(THE REQUEST)
Copy the records below exactly, omitting any pictures they contain.
──────
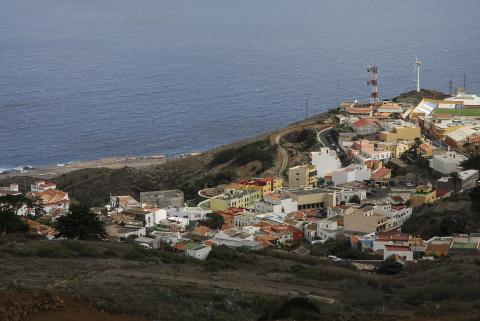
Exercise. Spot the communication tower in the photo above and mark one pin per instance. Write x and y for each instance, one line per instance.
(374, 99)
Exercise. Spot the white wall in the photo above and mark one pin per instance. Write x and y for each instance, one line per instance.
(326, 161)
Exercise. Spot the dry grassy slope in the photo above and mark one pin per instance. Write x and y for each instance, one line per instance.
(412, 97)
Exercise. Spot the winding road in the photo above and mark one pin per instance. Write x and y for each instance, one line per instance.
(282, 153)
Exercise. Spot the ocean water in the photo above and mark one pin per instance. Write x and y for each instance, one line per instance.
(86, 79)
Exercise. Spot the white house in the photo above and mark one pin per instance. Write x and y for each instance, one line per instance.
(326, 161)
(41, 186)
(404, 251)
(447, 162)
(397, 213)
(276, 203)
(327, 228)
(236, 237)
(198, 251)
(192, 214)
(351, 173)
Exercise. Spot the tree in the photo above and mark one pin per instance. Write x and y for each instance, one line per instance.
(80, 223)
(355, 199)
(418, 141)
(10, 222)
(455, 179)
(389, 267)
(214, 221)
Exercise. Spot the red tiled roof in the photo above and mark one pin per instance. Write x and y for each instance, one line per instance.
(358, 110)
(381, 172)
(398, 248)
(362, 123)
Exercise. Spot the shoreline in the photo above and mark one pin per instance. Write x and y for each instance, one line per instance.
(50, 171)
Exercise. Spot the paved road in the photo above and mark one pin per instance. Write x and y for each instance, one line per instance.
(283, 154)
──────
(THE COMPLETED TASK)
Exercise. Spot the communication tower in the photo above and mark one pin per instance. Write x and y for each instance, one line per instance.
(374, 99)
Exercise. Spot the white wall in the photo above and mark one pin per instance. Write x and y for each instance, one line per instance.
(326, 161)
Exercise. Spot the dry grassy slope in the photo above and mark one pin per instance. Write x and y for each instance, one line per instance.
(412, 97)
Exercise. Spot the winding road in the photo above and mark one pin per instance. Write x and y for each instance, one line per instance.
(282, 153)
Exercise. Spot the ocean water in the photo above and mark one pin per instance. Write x and y for each instance, one line per instance.
(86, 79)
Exercise. Spot the white house in the photo above and mark one pin per instance. Write x and y for each instance, one line per instance.
(326, 161)
(41, 186)
(404, 251)
(447, 162)
(397, 213)
(276, 203)
(327, 228)
(236, 237)
(198, 251)
(192, 214)
(351, 173)
Exercise. Spot the tree in the photo above and mark one pin per instance. Write x and y for each instance, one line per instance.
(80, 223)
(355, 199)
(418, 141)
(10, 222)
(455, 179)
(389, 267)
(214, 221)
Exercise. Spot the red tiled roof in the photo above and mark one pin per instance. Write x and y for each instance, one line per instance.
(358, 110)
(381, 172)
(398, 248)
(362, 123)
Exercise. Spot the shoreline in the photo above and mark one pin per instance. Write x and y for each instance, one line per instance.
(50, 171)
Exercise. Spot the paved road in the photo above and mark one pin per instance. Write x and y for each instance, one line per instance.
(283, 154)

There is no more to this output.